DOCUMENT EXTRACT:
-=-=-=-=-

Just a few miles outside of Charlottesville, Virginia sits Monticello, the plantation of Thomas Jefferson, the third President of the United States of America, and one of my homeland's Founding Fathers. In the summer of 1972 my family went there as part of what would be the last holiday before my mother's death the following year. It's a beautiful place designed by the great man himself in the neoclassical style which he found so inspiring. Even as a child I didn't think the house was particularly grand and it certainly wasn't in any way ostentatious, but seemed a kind of testament to both order and beauty – two concepts which don't always go together. On a bench in the garden my mother and I read together words penned by Jefferson himself: We hold these truths to be self-evident, that all men are created equal, that they are endowed, by their Creator, with certain unalienable Rights, that among these are Life, Liberty, and the pursuit of Happiness.
I know now, of course, things that I didn't really know then. At the time, sitting there reflecting on life, liberty, and happiness, I didn't necessarily connect that all I saw around me had been built on the backs of slaves who possessed none of those so-called unalienable rights. In 1972 we still spoke about Jefferson as a “benevolent slave owner” and tour guides in 18th Century dress told us how he was so enlightened that he even fell in love and had six children with one of his slaves, Sally Hemings. They were careful, of course, not to mention that Jefferson owned Hemings, perhaps because they felt that the American Story, though strong in the brick and mortar all around us, was nonetheless too fragile to support such a dark reality as that.
But – as we all know – stories can be complicated, and they frequently have the ability to contain so much more than we, as individuals, can fully comprehend. At age six I probably couldn't have known that the story of our Founding Fathers was certainly more inspiring to me – a privileged white boy – than it was to the children of the descendants of those whose labour had constructed the house before me and had tilled the rolling Virginia fields that surrounded me. History is written by the victors, it is said, and – in the United States, anyway (I wouldn't dare to speak about this Scepter'd Isle where I now happily live) – the victors are almost always privileged white boys who grow up to be privileged white men.
Does this mean the great American Story, which has been a shining light of hope for people all over the world for nearly three centuries, is nothing but an illusion, beautiful words placed one on top of another that make a stunning monument but which, in the end, is little more than a wall which would divide and exclude? There are those who would say so. Indeed some things I read in the British press after Wednesday's tragic act of sedition at the very temple of the American Story seemed to almost gloat over the ills which had befallen us. (O, how we love to make ourselves feel better by pointing out the failings of others! It's so much easier than focusing on our own systemic ills.)

-=-=-=-=-

DATA SHOWN:
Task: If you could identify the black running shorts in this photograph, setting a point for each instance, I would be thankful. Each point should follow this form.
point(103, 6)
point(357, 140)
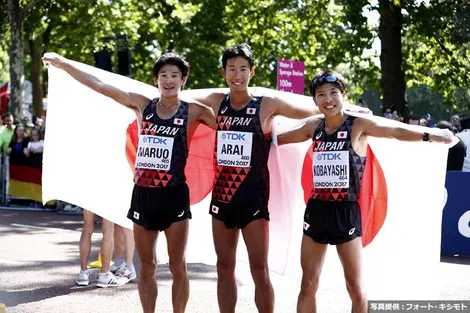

-=-=-=-=-

Can you write out the passage of the Monticello essay between "Does this mean" and "own systemic ills.)", inclusive, word for word?

EXERCISE ANSWER:
Does this mean the great American Story, which has been a shining light of hope for people all over the world for nearly three centuries, is nothing but an illusion, beautiful words placed one on top of another that make a stunning monument but which, in the end, is little more than a wall which would divide and exclude? There are those who would say so. Indeed some things I read in the British press after Wednesday's tragic act of sedition at the very temple of the American Story seemed to almost gloat over the ills which had befallen us. (O, how we love to make ourselves feel better by pointing out the failings of others! It's so much easier than focusing on our own systemic ills.)